Finding the correlation coefficient

Pearson's correlation coefficient $r$ measures the strength and direction of the linear relationship between two variables.

Steps:

1. Label a cell 'Correlation' (e.g., in D7)
2. In the cell below (e.g., D8), search for and select the PEARSON function
3. Enter the x-values in the first box
4. Enter the y-values in the second box
5. The result is $r$, which ranges from $-1$ to $+1$

Interpretation:

• $r$ close to $+1$: strong positive correlation
• $r$ close to $-1$: strong negative correlation
• $r$ close to $0$: weak or no linear correlation

Finding the regression line

The regression line (line of best fit) has the equation $y = mx + c$, where $m$ is the gradient and $c$ is the y-intercept.

For the gradient:

1. Label your cell 'Gradient' (e.g., in D11)
2. Search for and select the SLOPE function
3. Important: Enter y-values first, then x-values (reversed order!)

GIVEN INSTRUCTION A> From the guide on correlation and regression, list each range of r values that it interprets and the kind of correlation it assigns to each.
GIVEN INSTRUCTION B> Transcribe the part of the guide on correlation and regression that starts with "Finding the correlation" and goes on through "between two variables.".

MATERIAL PROVIDED>
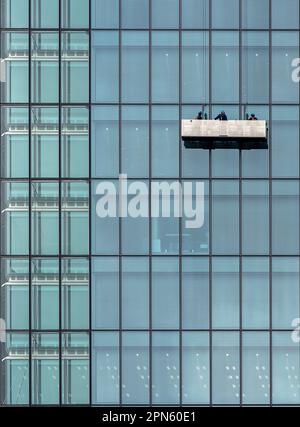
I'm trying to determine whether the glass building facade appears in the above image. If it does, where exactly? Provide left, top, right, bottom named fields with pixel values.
left=0, top=0, right=300, bottom=406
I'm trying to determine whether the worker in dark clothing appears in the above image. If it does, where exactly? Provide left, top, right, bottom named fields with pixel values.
left=215, top=111, right=228, bottom=121
left=249, top=114, right=258, bottom=120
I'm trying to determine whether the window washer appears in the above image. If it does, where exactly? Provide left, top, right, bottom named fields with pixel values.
left=249, top=113, right=258, bottom=120
left=215, top=111, right=228, bottom=121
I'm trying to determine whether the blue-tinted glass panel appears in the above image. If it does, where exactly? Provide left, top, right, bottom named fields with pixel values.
left=243, top=0, right=269, bottom=29
left=242, top=181, right=269, bottom=255
left=121, top=0, right=149, bottom=28
left=272, top=31, right=299, bottom=103
left=272, top=0, right=299, bottom=29
left=182, top=332, right=210, bottom=405
left=152, top=0, right=179, bottom=28
left=152, top=31, right=179, bottom=103
left=272, top=257, right=300, bottom=329
left=92, top=332, right=120, bottom=405
left=242, top=257, right=270, bottom=329
left=212, top=0, right=239, bottom=29
left=243, top=332, right=270, bottom=405
left=182, top=31, right=209, bottom=103
left=181, top=0, right=209, bottom=29
left=122, top=106, right=149, bottom=178
left=212, top=181, right=239, bottom=255
left=242, top=31, right=269, bottom=103
left=272, top=181, right=299, bottom=255
left=212, top=258, right=240, bottom=329
left=212, top=31, right=239, bottom=102
left=152, top=332, right=180, bottom=405
left=121, top=31, right=149, bottom=103
left=92, top=0, right=119, bottom=28
left=152, top=258, right=179, bottom=329
left=272, top=106, right=299, bottom=178
left=272, top=332, right=300, bottom=405
left=91, top=31, right=119, bottom=102
left=151, top=106, right=179, bottom=178
left=91, top=257, right=119, bottom=329
left=122, top=332, right=150, bottom=405
left=91, top=106, right=119, bottom=178
left=182, top=258, right=209, bottom=329
left=122, top=257, right=149, bottom=329
left=212, top=332, right=240, bottom=405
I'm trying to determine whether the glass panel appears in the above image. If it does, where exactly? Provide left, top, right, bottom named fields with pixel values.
left=272, top=257, right=300, bottom=329
left=272, top=332, right=300, bottom=405
left=122, top=0, right=149, bottom=28
left=0, top=333, right=29, bottom=405
left=181, top=0, right=209, bottom=29
left=31, top=0, right=60, bottom=28
left=212, top=181, right=239, bottom=255
left=91, top=181, right=120, bottom=255
left=241, top=105, right=274, bottom=178
left=61, top=107, right=89, bottom=178
left=0, top=106, right=29, bottom=178
left=92, top=332, right=120, bottom=405
left=31, top=333, right=60, bottom=405
left=152, top=31, right=179, bottom=102
left=152, top=0, right=179, bottom=28
left=31, top=107, right=59, bottom=178
left=91, top=105, right=119, bottom=178
left=122, top=332, right=150, bottom=405
left=0, top=182, right=29, bottom=255
left=0, top=0, right=29, bottom=28
left=62, top=258, right=89, bottom=330
left=212, top=31, right=239, bottom=102
left=182, top=31, right=209, bottom=104
left=92, top=31, right=119, bottom=102
left=152, top=332, right=180, bottom=405
left=182, top=332, right=210, bottom=405
left=182, top=258, right=209, bottom=332
left=122, top=181, right=150, bottom=255
left=61, top=0, right=90, bottom=28
left=181, top=105, right=209, bottom=179
left=31, top=182, right=59, bottom=255
left=61, top=32, right=89, bottom=103
left=243, top=0, right=269, bottom=29
left=243, top=332, right=271, bottom=405
left=31, top=32, right=59, bottom=103
left=272, top=31, right=299, bottom=103
left=61, top=181, right=90, bottom=255
left=152, top=106, right=179, bottom=178
left=62, top=333, right=90, bottom=405
left=272, top=0, right=299, bottom=29
left=122, top=257, right=149, bottom=329
left=92, top=0, right=119, bottom=28
left=272, top=181, right=299, bottom=255
left=151, top=181, right=180, bottom=255
left=0, top=32, right=28, bottom=103
left=212, top=332, right=240, bottom=405
left=152, top=258, right=179, bottom=329
left=31, top=259, right=60, bottom=330
left=0, top=258, right=29, bottom=332
left=242, top=31, right=270, bottom=104
left=122, top=106, right=149, bottom=178
left=272, top=106, right=299, bottom=178
left=242, top=181, right=270, bottom=255
left=212, top=258, right=240, bottom=329
left=121, top=31, right=149, bottom=103
left=242, top=258, right=270, bottom=329
left=212, top=0, right=239, bottom=29
left=92, top=258, right=119, bottom=329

TASK RESULT A>
- r close to +1: strong positive correlation
- r close to −1: strong negative correlation
- r close to 0: weak or no linear correlation

TASK RESULT B>
Finding the correlation coefficient

Pearson's correlation coefficient $r$ measures the strength and direction of the linear relationship between two variables.